# Passage for review
Embedded Systems (Postgraduate/Undergraduate)
This module provides a practice-oriented introduction to embedded real-time systems. The main topics are (1) Modelling and simulation in UML and state-of-the-art tools; (2) Basic concepts of micro-controllers; (3) Real-time systems with interrupts and schedulers; (4) Real-time operating systems: processes and communication; (5) Energy aware design and construction; (6) Debugging and testing as part of software development processes.
Statistics for Artificial Intelligence and Data Science (Postgraduate)
This module has two components. The first introduces students to the use of probability and statistics in the context of data analysis. The module starts with basics of descriptive statistics and probability distributions. Then we go on with applied statistics techniques, such as visualisation, fitting probability distributions, time-series analysis, and hypothesis testing, which are all fundamental to the exploration, insight extraction, and modelling activities that are fundamental in handling data, of any size. The second covers some basic matrix algebra, including matrix multiplication and diagonalisation.
Medical Decision Support Models: Data, Knowledge and Evidence
Can data be used for decision-making? In many applications there are not enough data, key values are not directly observed or the problem requires reasoning about change. In these cases, it is better to combine data and knowledge for building a decision model.
Many medical decision problems fit this pattern. However, given the long history of clinical trials, clinicians are reluctant to assume an understanding of causes even when trials are completely impractical. Recent work on decision making in trauma surgery has shown the potential of causal models implemented using Bayesian networks. However, there are still many challenges before the use of these models can become routine.
Safety, Reliability And Risk: Modelling Accidents & Incident Causes
Analysing what can go wrong is fundamental for assessing risk in safety systems. Existing approaches have a number of deficiencies: (1) human behaviour and technical failures are poorly integrated (2) model created for system approval are often not used when a system is in operation (3) information on incidents and procedural compliance is not used to update risks.
The aim of the research is to extend existing accident-based modelling techniques to resolve these problems. Recent work has proposed a new model structure using a Bayesian network for causal modelling from accident / incident data, with the aim of predicting the likely safety / reliability improvement that would be achieved by changes in the operation of a system at a specific location.

# Task
Reproduce word for word the part of the module descriptions that opens with the words containing "Safety, Reliability And" and closes with "a specific location.". The data that follows has no connection to the module descriptions.

# Excerpted data
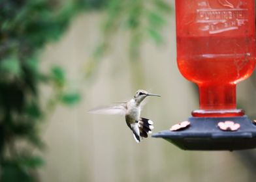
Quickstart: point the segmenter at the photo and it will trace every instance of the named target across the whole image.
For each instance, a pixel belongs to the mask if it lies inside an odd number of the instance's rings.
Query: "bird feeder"
[[[255,0],[176,0],[177,62],[199,109],[153,135],[184,150],[256,148],[256,125],[236,109],[236,86],[255,66]]]

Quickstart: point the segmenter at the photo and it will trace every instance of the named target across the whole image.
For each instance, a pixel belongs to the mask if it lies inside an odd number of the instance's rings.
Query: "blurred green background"
[[[174,1],[0,1],[0,181],[255,181],[255,150],[186,151],[87,113],[139,88],[155,131],[198,108],[176,63]],[[256,75],[238,84],[256,118]]]

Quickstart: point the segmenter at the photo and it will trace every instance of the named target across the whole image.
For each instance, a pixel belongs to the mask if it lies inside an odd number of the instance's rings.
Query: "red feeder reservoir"
[[[153,137],[184,150],[256,148],[256,125],[236,103],[256,63],[255,1],[176,0],[176,18],[178,68],[199,86],[200,108]]]

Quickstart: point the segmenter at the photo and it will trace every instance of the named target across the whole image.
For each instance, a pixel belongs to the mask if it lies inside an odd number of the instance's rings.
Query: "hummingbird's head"
[[[135,101],[138,104],[140,104],[146,98],[146,96],[149,96],[161,97],[160,95],[150,94],[147,91],[144,90],[138,90],[135,93]]]

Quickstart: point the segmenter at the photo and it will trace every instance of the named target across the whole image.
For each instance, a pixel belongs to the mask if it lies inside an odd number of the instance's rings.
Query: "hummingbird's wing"
[[[103,106],[93,109],[88,110],[89,113],[98,114],[118,114],[125,115],[126,103],[112,105],[112,106]]]

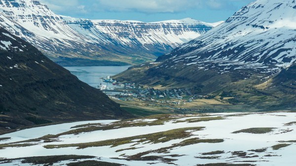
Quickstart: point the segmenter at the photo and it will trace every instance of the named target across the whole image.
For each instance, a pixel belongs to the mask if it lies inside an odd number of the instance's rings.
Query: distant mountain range
[[[0,134],[34,124],[128,117],[100,90],[0,28]]]
[[[154,60],[220,23],[90,20],[58,15],[37,0],[0,0],[0,26],[65,66]]]
[[[155,63],[115,78],[157,88],[186,86],[218,98],[230,94],[224,101],[234,104],[295,109],[296,9],[295,0],[257,0]]]

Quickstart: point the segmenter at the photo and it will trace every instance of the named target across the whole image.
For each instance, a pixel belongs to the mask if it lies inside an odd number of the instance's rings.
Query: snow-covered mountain
[[[56,61],[151,60],[219,23],[189,18],[150,23],[90,20],[58,15],[37,0],[0,0],[0,26]]]
[[[159,58],[223,73],[233,70],[277,73],[296,61],[296,2],[258,0],[208,33]]]
[[[222,100],[226,91],[233,98],[223,102],[256,109],[293,109],[296,20],[296,1],[258,0],[156,62],[113,78],[157,88],[185,87]]]

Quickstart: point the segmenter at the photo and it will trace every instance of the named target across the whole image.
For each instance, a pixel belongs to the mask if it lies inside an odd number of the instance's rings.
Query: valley
[[[296,0],[41,1],[0,0],[0,165],[295,164]]]
[[[158,22],[61,16],[37,0],[0,0],[0,25],[63,66],[125,66],[153,61],[222,22]]]

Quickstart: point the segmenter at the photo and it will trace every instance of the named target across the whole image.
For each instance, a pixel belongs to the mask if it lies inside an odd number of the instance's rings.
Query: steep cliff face
[[[115,78],[218,96],[232,91],[237,98],[233,103],[295,109],[295,95],[289,91],[295,88],[295,6],[293,0],[257,0],[156,62],[133,67]]]
[[[0,28],[0,132],[51,122],[129,116],[100,90]]]
[[[64,65],[151,61],[217,26],[190,19],[152,23],[76,19],[32,0],[0,0],[0,25]]]

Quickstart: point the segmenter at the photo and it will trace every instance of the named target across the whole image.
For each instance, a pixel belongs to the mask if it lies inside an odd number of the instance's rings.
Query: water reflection
[[[64,67],[71,73],[76,76],[80,80],[96,87],[102,83],[110,88],[116,87],[110,83],[104,83],[100,78],[107,76],[113,76],[126,70],[131,66],[89,66],[89,67]],[[118,86],[117,86],[118,87]]]

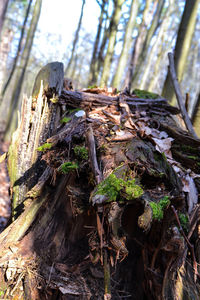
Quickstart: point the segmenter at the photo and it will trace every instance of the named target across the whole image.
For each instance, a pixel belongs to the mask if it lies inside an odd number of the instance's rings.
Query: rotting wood
[[[199,264],[198,204],[192,204],[196,213],[189,214],[186,203],[187,180],[192,179],[200,192],[200,145],[176,126],[171,113],[179,110],[165,99],[125,93],[110,97],[63,90],[56,97],[47,90],[38,100],[24,99],[13,141],[25,153],[21,142],[28,142],[24,130],[31,127],[26,119],[36,118],[37,111],[37,130],[45,128],[44,135],[40,140],[35,127],[31,136],[42,141],[38,146],[47,142],[51,147],[31,156],[30,167],[35,159],[42,167],[35,181],[26,159],[17,156],[12,161],[22,164],[25,182],[31,184],[22,193],[22,211],[0,235],[0,276],[6,278],[2,282],[7,295],[17,295],[20,289],[25,293],[24,282],[30,295],[32,282],[33,299],[45,295],[100,300],[111,294],[113,299],[160,300],[162,294],[165,300],[176,299],[182,282],[184,293],[198,299],[199,276],[194,282],[191,269],[194,257],[171,209],[173,205],[177,214],[191,219],[186,236]],[[66,123],[59,122],[60,105],[66,105]],[[53,109],[47,121],[41,117],[45,107]],[[71,110],[77,107],[85,114]],[[30,150],[36,149],[32,138],[30,144]],[[177,152],[184,156],[175,156]],[[185,156],[192,161],[190,170]],[[20,182],[12,180],[16,188]]]

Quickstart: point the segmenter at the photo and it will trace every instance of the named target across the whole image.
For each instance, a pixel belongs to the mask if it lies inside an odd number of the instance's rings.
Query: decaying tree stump
[[[200,140],[163,98],[61,91],[46,68],[8,153],[1,295],[199,299]]]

# Answer to this problem
Safety, Reliability And Risk: Modelling Accidents & Incident Causes
Analysing what can go wrong is fundamental for assessing risk in safety systems. Existing approaches have a number of deficiencies: (1) human behaviour and technical failures are poorly integrated (2) model created for system approval are often not used when a system is in operation (3) information on incidents and procedural compliance is not used to update risks.
The aim of the research is to extend existing accident-based modelling techniques to resolve these problems. Recent work has proposed a new model structure using a Bayesian network for causal modelling from accident / incident data, with the aim of predicting the likely safety / reliability improvement that would be achieved by changes in the operation of a system at a specific location.